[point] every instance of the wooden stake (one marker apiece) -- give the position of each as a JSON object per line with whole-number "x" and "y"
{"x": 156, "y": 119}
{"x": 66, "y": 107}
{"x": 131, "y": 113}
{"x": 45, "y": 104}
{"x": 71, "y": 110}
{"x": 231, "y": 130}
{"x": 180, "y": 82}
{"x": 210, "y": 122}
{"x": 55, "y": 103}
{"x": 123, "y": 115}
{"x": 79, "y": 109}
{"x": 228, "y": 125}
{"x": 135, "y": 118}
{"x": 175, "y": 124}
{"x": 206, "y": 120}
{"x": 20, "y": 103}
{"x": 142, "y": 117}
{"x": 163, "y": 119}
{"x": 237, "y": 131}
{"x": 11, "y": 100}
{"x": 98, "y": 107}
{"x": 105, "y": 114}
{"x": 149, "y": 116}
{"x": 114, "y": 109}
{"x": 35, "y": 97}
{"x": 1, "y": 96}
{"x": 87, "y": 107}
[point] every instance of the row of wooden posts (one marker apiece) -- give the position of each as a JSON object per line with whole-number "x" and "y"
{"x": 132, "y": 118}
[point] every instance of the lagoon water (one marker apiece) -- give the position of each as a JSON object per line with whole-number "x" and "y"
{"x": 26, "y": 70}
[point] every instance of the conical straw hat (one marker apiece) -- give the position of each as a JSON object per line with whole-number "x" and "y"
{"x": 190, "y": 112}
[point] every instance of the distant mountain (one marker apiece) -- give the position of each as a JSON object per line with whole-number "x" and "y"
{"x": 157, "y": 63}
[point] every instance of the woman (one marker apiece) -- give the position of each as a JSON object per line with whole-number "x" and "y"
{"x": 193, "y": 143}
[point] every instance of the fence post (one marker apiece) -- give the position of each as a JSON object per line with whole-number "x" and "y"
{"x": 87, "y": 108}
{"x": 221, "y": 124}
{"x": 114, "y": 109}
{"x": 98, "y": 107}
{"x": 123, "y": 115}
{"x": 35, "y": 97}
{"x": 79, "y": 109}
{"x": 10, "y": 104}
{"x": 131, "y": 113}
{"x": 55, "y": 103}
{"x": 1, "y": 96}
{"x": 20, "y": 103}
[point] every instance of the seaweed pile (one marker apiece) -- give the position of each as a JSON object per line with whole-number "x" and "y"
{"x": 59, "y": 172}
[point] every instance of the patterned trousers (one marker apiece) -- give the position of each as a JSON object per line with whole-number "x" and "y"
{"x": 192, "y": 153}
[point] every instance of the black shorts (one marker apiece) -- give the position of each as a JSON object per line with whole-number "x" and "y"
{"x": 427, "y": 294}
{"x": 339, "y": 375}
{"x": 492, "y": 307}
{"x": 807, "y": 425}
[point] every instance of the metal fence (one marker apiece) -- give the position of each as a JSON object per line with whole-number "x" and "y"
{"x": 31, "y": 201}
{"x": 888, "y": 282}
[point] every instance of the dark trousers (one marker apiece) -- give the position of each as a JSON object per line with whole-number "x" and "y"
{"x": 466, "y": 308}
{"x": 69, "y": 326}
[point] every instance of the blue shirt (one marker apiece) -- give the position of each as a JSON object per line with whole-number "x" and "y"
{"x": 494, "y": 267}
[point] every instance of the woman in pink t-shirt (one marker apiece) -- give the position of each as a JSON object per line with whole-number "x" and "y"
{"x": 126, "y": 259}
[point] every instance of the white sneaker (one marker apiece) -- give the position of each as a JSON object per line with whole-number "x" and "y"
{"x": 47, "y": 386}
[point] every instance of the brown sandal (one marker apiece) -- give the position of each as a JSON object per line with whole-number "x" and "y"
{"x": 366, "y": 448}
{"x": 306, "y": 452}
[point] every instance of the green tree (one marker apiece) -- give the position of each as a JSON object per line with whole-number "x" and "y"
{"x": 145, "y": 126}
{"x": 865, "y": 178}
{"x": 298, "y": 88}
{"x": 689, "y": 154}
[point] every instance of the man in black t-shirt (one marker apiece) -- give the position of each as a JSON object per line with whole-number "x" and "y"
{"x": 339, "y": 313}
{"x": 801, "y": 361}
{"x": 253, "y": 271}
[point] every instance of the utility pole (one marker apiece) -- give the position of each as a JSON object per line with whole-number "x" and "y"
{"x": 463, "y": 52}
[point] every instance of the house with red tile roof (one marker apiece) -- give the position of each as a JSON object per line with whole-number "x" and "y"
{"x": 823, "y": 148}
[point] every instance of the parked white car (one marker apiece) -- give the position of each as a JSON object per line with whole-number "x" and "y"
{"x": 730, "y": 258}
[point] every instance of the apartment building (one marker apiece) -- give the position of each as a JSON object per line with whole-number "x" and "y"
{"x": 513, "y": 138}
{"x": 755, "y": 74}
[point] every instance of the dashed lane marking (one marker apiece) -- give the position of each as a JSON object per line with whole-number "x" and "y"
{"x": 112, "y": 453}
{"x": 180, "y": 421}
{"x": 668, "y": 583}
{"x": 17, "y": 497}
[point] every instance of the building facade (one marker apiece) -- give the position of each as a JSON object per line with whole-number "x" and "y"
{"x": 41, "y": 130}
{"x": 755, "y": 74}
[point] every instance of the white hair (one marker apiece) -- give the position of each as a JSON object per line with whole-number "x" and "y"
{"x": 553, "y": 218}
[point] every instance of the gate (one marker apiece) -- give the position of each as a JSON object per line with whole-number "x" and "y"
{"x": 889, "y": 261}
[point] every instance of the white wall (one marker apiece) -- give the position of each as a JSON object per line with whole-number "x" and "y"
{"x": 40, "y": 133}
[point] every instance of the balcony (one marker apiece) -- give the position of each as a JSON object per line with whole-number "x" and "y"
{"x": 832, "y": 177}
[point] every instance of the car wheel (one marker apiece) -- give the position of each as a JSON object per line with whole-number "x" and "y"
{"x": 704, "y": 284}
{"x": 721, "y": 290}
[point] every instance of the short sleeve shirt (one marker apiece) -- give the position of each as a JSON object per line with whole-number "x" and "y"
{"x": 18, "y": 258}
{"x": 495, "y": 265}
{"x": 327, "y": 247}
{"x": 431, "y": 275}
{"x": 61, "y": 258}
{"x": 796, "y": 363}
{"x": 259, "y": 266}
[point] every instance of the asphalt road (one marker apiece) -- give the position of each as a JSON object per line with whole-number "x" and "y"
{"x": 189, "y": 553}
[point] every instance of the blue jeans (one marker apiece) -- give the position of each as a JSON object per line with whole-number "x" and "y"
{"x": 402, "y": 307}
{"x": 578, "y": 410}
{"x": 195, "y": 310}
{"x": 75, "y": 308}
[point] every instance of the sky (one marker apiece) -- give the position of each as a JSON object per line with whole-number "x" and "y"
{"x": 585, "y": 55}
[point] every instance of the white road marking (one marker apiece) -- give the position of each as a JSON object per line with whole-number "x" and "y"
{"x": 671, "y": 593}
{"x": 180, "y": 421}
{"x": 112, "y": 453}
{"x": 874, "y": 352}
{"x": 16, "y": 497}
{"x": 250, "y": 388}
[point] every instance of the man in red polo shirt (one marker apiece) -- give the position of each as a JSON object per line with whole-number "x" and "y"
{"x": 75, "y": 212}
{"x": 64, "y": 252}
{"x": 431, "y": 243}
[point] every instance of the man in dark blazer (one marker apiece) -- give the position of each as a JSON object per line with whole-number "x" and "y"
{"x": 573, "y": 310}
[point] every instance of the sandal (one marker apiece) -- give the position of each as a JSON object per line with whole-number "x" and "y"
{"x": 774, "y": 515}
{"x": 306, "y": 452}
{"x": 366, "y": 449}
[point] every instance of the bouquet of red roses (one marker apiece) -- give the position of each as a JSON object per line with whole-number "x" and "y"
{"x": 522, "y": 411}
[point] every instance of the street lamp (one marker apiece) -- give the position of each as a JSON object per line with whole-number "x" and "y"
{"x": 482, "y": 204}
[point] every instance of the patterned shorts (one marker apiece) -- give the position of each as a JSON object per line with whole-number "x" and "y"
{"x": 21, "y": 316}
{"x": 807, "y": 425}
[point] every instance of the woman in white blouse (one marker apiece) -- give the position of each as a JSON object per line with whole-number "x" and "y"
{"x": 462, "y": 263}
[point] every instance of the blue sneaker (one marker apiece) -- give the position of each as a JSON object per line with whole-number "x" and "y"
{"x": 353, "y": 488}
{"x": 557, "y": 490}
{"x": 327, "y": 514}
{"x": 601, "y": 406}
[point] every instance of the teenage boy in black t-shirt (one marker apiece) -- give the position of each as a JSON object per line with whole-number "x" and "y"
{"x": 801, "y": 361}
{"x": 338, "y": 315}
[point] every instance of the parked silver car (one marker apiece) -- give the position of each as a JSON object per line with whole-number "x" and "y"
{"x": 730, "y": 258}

-.-.-

▶ **WHAT TO WORK ON**:
Begin with the line that contains "[point] every instance of the blue sneaker" and set down each line exactly until the records above end, including the final line.

▶ **WRITTEN RESPONSE**:
[point] every instance of the blue sneaker (one marker apiece) -- give the position of each as a JSON object per line with whole-number "x" and "y"
{"x": 353, "y": 488}
{"x": 557, "y": 490}
{"x": 327, "y": 514}
{"x": 601, "y": 406}
[point] every instance of the teenage boy in black t-shirt (one marker apiece) -- give the position of each as a JSON object per line with whole-number "x" and "y"
{"x": 801, "y": 361}
{"x": 338, "y": 315}
[point] every instance of the parked silver car (one marker apiece) -- give the position of each as a JSON object per line with whole-number "x" and "y"
{"x": 730, "y": 258}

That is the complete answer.